**ENTRIES PROVIDED**
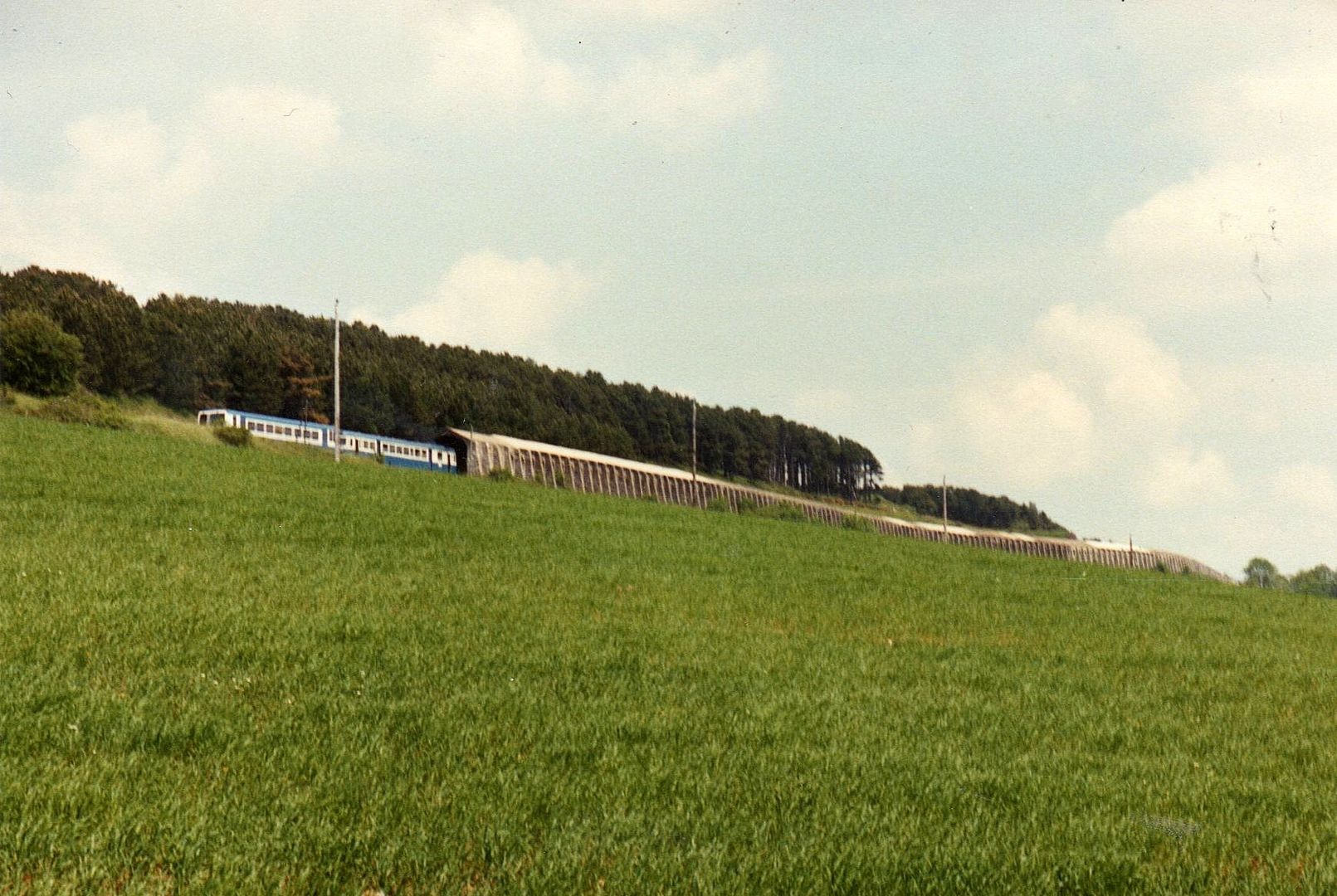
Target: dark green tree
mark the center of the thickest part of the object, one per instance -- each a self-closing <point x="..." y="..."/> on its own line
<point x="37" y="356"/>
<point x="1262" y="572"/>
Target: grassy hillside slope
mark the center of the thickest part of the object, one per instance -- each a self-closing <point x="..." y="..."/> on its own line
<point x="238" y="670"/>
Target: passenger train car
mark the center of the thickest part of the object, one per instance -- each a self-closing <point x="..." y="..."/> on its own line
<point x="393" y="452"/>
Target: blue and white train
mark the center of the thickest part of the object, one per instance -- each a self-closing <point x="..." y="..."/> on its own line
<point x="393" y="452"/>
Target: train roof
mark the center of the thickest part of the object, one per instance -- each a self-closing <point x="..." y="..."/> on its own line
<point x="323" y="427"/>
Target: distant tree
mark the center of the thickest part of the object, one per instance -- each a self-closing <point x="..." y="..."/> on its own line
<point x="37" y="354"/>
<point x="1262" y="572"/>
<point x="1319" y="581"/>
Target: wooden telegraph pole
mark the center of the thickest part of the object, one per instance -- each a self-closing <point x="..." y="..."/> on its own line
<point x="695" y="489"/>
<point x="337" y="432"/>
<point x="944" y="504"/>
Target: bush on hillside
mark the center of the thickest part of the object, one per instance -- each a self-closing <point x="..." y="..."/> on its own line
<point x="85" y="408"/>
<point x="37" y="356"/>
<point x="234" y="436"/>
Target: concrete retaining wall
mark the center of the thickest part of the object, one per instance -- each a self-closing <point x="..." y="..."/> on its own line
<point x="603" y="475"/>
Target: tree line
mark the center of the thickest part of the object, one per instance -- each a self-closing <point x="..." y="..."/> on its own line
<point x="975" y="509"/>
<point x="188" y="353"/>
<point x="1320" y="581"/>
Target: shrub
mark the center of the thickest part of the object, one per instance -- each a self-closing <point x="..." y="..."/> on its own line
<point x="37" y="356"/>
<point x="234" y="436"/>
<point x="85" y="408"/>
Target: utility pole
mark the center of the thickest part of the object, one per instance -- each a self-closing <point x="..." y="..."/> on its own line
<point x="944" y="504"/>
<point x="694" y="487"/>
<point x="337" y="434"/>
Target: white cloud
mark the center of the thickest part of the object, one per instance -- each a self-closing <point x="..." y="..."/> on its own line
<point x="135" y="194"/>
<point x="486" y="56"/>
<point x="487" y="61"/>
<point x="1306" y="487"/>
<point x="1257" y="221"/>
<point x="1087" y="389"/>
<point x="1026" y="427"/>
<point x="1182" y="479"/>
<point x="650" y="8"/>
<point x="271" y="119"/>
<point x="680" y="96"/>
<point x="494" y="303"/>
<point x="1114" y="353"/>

**WRITTEN EXERCISE**
Could you update all of the lines above, swapping "thickest" for "widest" everywhere it occurs and leaving everything else unchanged? Leave the pictures out of your answer.

**WRITTEN SOLUTION**
Target: dark green tree
mark the center of the widest part of the object, one per instance -- each a self-closing <point x="..." y="..."/> on its own line
<point x="37" y="356"/>
<point x="1262" y="572"/>
Target: grassy hillside slope
mark the center of the widest part of the object, one per instance -- each a self-closing <point x="..." y="..."/> on its own line
<point x="238" y="670"/>
Target: passenger train car
mark the center of the widest part of the object, one per instance -- each a self-closing <point x="..." y="..."/> on its own line
<point x="393" y="452"/>
Target: blue and white train
mark the center of the widest part of the object, one per instance -- each a self-closing <point x="..." y="..."/> on its own line
<point x="393" y="452"/>
Target: train roof
mark the center of the widest part of the object, one per instance -- each a self-closing <point x="..." y="..."/> on its own line
<point x="323" y="427"/>
Target: distant tree
mark the center of the widest part of the object, one per instance -- each a self-closing <point x="..." y="..."/> on its own line
<point x="37" y="354"/>
<point x="1262" y="572"/>
<point x="1319" y="581"/>
Target: wooden telegraph pole
mark the center of the widest part of the object, one per instance -- each a self-closing <point x="..." y="..."/> on its own line
<point x="695" y="489"/>
<point x="337" y="432"/>
<point x="944" y="504"/>
Target: bush on hillside
mark the center of the widest part of the object, one per instance -- each a self-closing <point x="..." y="..."/> on its own line
<point x="85" y="408"/>
<point x="37" y="356"/>
<point x="234" y="436"/>
Target: concrete retaining wall
mark the center of the widest part of the object, one per instance -- each a self-closing <point x="..." y="..."/> on its own line
<point x="603" y="475"/>
Target: tree line
mark the center of the widest part of the object, one per instance -- each a self-closing <point x="..." y="..."/> on its own line
<point x="975" y="509"/>
<point x="188" y="353"/>
<point x="1320" y="581"/>
Target: shrub
mark the center of the widest part of the object, one per instance -- each a self-closing <point x="..." y="..."/> on its own line
<point x="37" y="356"/>
<point x="234" y="436"/>
<point x="85" y="408"/>
Target: utility pole
mark the center of the widest part of the object, one per instance -- each a self-closing <point x="..." y="..."/> on its own line
<point x="944" y="504"/>
<point x="694" y="487"/>
<point x="337" y="434"/>
Target: white cloud
mark the center of the widest part of the object, one per instance -- each a self-closing <point x="..." y="..."/> on its own line
<point x="135" y="194"/>
<point x="486" y="56"/>
<point x="487" y="61"/>
<point x="1306" y="487"/>
<point x="1257" y="221"/>
<point x="1087" y="389"/>
<point x="1026" y="427"/>
<point x="1182" y="479"/>
<point x="650" y="8"/>
<point x="271" y="119"/>
<point x="680" y="96"/>
<point x="494" y="303"/>
<point x="1114" y="353"/>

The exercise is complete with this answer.